Selected extract
____________

AG’s Stand Against Fani Willis’ 2020 Election Case

Former Attorney General Edwin Meese III argued in a court filing Saturday that Fulton County District Attorney Fani Willis’ interpretation of the law in her 2020 election case against a former Trump Department of Justice official is an “affront to federal supremacy.”

In a lenthy declaration to U.S. District Judge Steve Jones of the Northern District of Georgia, the 91-year-old Meese, the nation’s top law enforcement officer for most of President Ronald Reagan’s second term, weighed in on Willis’ prosecution of former Assistant Attorney General Jeffrey Clark.

Clark has been charged with racketeering in an alleged conspiracy to overturn the results of the 2020 presidential election in Georgia.

The indictment accuses Clark along with former President Donald Trump and others with making false statements about the election in “furtherance of the conspiracy.”

Willis accused Clark of seeking in December 2020 to have then-acting U.S. Attorney General Jeffrey Rosen and then-acting Deputy Attorney General Richard Donoghue “sign and send a document that falsely stated that the United States Department of Justice had ‘identified significant concerns that may have impacted the outcome of the election in multiple States, including the State of Georgia.'”

The draft letter was to go to Georgia Gov. Brian Kemp as well as then-Georgia House Speaker David Ralston, now deceased, and then-state Sen. Butch Miller, who at the time was president pro tempore of the Georgia Senate.

Law and Crime reported that the document recommended that the Georgia General Assembly “convene in a special session so that its legislators are in a position to take additional testimony, receive new evidence, and deliberate on the matter consistent with its duties under the U.S. Constitution.”

Rosen and Donoghue did not sign on to the letter, nor was it sent to the Georgia officials, Meese wrote out in his declaration, because Trump decided against it.

Meese, who received the presidential Medal of Freedom from Trump in 2019, argued that Clark’s drafting of the letter fell “squarely” within his federal authority in his role in the Justice Department.

“Disagreement on legal, factual, and policy matters in the halls of the Justice Department is commonplace, just as disagreements among lawyers in private practice, in state government, and in local government are common,” Meese wrote.

“I have never in all my years encountered a situation where a legal, factual, or legal policy dispute inside of some law-firm like entity-whether the U.S. Justice Department, state or local government law enforcement agencies, or private law firm on differing views of the facts-was treated as if the losing side had prepared a false writing, let alone a criminal false writing or an attempted criminal false writing,” he continued.

“Indeed, I encouraged my counsels and my AAGs to speak up when they disagreed with me or with each other so that we could pressure-test new legal and other ideas and make the positions we ultimately adopted as an entire Department stronger.”

Meese cited Supreme Court precedent in the 1977 Nixon v. Administrator of General Services case, which recognized the importance of privileged communications within the executive branch.

The ruling states that “the privilege is necessary to provide the confidentiality required for the President’s conduct of office. Unless he can give his advisers some assurance of confidentiality, a President could not expect to receive the full and frank submissions of facts and opinions upon which effective discharge of his duties depends.”

Meese related that he was aware of no instance in the past of a state criminal prosecution being brought against a president or DOJ official like Clark “for their privileged and confidential discussions of whether and how to assert federal law enforcement authority.”

____________

Location identification items

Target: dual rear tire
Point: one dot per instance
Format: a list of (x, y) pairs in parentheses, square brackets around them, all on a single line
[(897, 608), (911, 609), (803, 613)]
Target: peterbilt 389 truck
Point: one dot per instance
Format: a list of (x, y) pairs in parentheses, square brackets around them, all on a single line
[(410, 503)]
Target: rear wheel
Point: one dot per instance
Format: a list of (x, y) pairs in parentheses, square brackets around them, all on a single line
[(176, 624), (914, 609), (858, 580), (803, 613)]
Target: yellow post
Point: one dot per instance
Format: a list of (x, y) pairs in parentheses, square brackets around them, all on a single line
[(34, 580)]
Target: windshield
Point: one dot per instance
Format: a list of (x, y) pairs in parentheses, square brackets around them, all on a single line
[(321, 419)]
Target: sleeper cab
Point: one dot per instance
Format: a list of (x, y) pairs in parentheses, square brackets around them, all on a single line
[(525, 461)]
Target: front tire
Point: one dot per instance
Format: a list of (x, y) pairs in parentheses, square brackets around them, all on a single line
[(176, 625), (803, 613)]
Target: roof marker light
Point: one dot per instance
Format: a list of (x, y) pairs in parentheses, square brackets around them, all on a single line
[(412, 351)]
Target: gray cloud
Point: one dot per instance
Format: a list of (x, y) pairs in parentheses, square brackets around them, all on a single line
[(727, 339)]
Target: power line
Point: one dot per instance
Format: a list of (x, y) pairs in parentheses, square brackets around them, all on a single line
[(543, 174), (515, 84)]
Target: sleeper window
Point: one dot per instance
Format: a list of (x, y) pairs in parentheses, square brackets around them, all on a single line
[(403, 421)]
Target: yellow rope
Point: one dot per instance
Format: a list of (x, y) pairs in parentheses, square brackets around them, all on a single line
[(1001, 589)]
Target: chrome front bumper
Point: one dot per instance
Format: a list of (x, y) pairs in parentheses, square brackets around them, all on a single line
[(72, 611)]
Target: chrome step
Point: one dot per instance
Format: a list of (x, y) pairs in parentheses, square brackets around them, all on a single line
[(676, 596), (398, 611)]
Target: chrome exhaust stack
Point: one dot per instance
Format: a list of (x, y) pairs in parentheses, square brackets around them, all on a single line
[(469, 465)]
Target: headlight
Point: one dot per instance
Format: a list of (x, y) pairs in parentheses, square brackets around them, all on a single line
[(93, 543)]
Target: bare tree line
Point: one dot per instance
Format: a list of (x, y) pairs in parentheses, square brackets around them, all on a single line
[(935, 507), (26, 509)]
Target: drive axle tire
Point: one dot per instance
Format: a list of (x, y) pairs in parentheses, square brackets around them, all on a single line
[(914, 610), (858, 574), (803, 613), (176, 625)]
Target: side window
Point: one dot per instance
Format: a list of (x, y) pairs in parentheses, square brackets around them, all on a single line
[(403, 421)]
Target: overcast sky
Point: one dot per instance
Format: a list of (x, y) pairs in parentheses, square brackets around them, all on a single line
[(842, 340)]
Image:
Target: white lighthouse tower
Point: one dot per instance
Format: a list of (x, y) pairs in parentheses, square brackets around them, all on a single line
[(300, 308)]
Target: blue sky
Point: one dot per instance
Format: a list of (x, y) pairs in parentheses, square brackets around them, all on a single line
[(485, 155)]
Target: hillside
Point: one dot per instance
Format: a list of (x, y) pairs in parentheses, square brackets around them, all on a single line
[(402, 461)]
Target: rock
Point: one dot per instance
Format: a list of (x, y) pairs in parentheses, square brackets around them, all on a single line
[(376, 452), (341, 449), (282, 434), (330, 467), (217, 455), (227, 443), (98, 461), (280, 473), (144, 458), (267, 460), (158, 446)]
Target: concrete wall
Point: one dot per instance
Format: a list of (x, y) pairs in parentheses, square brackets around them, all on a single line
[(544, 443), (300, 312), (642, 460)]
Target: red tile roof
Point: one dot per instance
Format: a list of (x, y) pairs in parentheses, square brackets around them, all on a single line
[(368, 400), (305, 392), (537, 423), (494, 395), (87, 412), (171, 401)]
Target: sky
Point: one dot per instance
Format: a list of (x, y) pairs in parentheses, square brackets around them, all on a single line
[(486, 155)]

____________

Work to do
In the article about Edwin Meese's court declaration, why was the draft letter never sent to the Georgia officials?

Output of the task
Trump decided against it.